● Location labeling records:
--*--

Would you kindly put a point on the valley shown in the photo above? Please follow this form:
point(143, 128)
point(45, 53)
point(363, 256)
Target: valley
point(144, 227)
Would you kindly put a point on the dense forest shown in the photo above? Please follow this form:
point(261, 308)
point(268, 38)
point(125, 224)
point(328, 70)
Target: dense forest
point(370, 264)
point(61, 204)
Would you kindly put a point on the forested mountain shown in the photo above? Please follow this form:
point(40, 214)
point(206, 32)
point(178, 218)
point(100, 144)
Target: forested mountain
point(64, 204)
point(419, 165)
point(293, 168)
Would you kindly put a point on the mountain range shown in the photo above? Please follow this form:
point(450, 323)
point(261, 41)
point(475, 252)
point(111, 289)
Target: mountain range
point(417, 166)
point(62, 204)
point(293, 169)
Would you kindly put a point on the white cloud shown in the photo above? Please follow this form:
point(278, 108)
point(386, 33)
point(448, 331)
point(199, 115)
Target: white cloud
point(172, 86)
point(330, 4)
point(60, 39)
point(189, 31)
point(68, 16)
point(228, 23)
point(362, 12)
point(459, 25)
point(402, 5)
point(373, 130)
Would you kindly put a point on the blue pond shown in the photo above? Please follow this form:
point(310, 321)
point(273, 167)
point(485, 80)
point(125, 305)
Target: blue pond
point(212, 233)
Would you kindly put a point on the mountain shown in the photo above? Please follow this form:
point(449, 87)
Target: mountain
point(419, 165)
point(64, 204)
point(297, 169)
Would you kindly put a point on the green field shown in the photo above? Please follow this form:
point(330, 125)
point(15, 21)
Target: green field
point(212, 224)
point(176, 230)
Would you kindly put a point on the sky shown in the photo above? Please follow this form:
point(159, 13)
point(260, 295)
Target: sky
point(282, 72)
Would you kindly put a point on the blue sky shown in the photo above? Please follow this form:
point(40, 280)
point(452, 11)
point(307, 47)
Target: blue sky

--*--

Rewrite these lines as a numbered list, leaving out any blank lines.

1. Would you kindly put a point on the valley shown in the photo above? Please follow this form:
2. point(143, 128)
3. point(45, 53)
4. point(363, 256)
5. Target: valley
6. point(144, 227)
7. Would you kindly put a point on the dense forest shown in the photo above? Please follow this form:
8. point(261, 308)
9. point(268, 38)
10. point(125, 224)
11. point(328, 70)
12. Target: dense forest
13. point(370, 264)
14. point(61, 204)
15. Would you kindly put a point on the forested mountain shown in the photo above? Please follow this form:
16. point(40, 214)
17. point(206, 32)
18. point(178, 218)
19. point(100, 144)
20. Target: forested mountain
21. point(64, 204)
22. point(419, 165)
23. point(293, 168)
24. Would you kindly put a point on the mountain range shown in the photo above? Please follow this form:
25. point(450, 323)
26. point(261, 41)
27. point(475, 252)
28. point(111, 289)
29. Target: mountain range
30. point(417, 166)
31. point(62, 204)
32. point(293, 169)
33. Would you kindly put a point on the white cloud shown in the photo above? Please follow this form:
34. point(278, 108)
35. point(386, 33)
36. point(448, 331)
37. point(199, 115)
38. Target: white cloud
39. point(172, 86)
40. point(330, 4)
41. point(60, 39)
42. point(189, 31)
43. point(68, 16)
44. point(228, 23)
45. point(362, 12)
46. point(459, 25)
47. point(402, 5)
48. point(373, 130)
49. Would you kindly put a point on the blue pond shown in the photo above? Please follow this form:
50. point(310, 321)
51. point(273, 167)
52. point(485, 80)
53. point(125, 305)
54. Target: blue pond
55. point(212, 233)
56. Would you kindly put a point on the mountain shown in the photo above? Please follow this form:
57. point(449, 87)
58. Target: mountain
59. point(419, 165)
60. point(64, 204)
61. point(297, 169)
62. Would you kindly put a point on the green field shown in the photo above? Please follow this form:
63. point(330, 125)
64. point(15, 21)
65. Target: green field
66. point(212, 224)
67. point(176, 230)
68. Would you kindly put a point on the sky shown in the photo above? Please follow this form:
69. point(159, 13)
70. point(260, 295)
71. Target: sky
72. point(282, 72)
73. Would you kindly put a point on the blue sky shown in the photo above? Please follow this form:
74. point(40, 280)
75. point(452, 11)
76. point(307, 47)
77. Target: blue sky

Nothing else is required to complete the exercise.